- _Quoted passage_:
::::

# What is the log10 Function in NumPy?

Hello Coders! We are all aware of the power of the NumPy library. It is great for our mathematical calculations. One such mathematical calculation includes logarithmic computation, and yes, NumPy has a logarithm function that helps us perform such complex calculations. In this article, let’s learn about the log10 function, its format, parameters, and example use cases. So, let’s start.

## What is log10?

The logarithm base 10 of a number, written as “log(x)”, tells you what power of 10 equals that number “x”.

Suppose you have a number, say 100. Now, to find out how many times you have to multiply 10 by itself to get 100, you use log base 10. In this case, log base 10 of 100 tells you that you need to multiply 10 by itself twice (because 10 * 10 = 100). So, log base 10 of 100 is 2.

::::

- _Given material_:
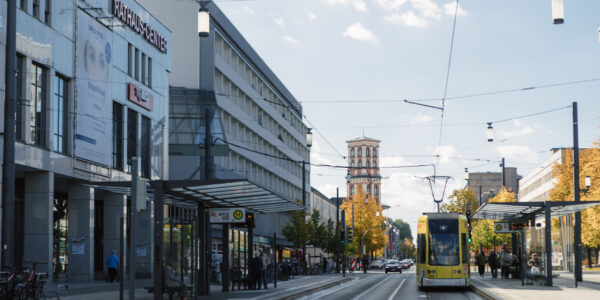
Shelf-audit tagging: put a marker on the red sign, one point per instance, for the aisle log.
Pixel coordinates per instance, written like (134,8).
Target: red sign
(141,97)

::::

- _Given problem 1_: Using the NumPy log10 article, explain in one to three sentences why log base 10 of 100 is 2.
- _Given problem 2_:
Answer these from the NumPy log10 article:
(a) Which library does the article say has a logarithm function?
(b) Besides the log10 function itself, what three things does the article say it will cover?
(c) What number does the article use as its example for log base 10?
- _Given problem 3_: From the NumPy log10 article, return the passage starting at "# What is the" and ending at "So, let’s start.".

- _Full answer 1_: Log base 10 tells you how many times 10 must be multiplied by itself to reach a number. Getting 100 takes multiplying 10 by itself twice, since 10 * 10 = 100. So log base 10 of 100 is 2.

- _Full answer 2_:
(a) NumPy
(b) Its format, parameters, and example use cases
(c) 100

- _Full answer 3_:
# What is the log10 Function in NumPy?

Hello Coders! We are all aware of the power of the NumPy library. It is great for our mathematical calculations. One such mathematical calculation includes logarithmic computation, and yes, NumPy has a logarithm function that helps us perform such complex calculations. In this article, let’s learn about the log10 function, its format, parameters, and example use cases. So, let’s start.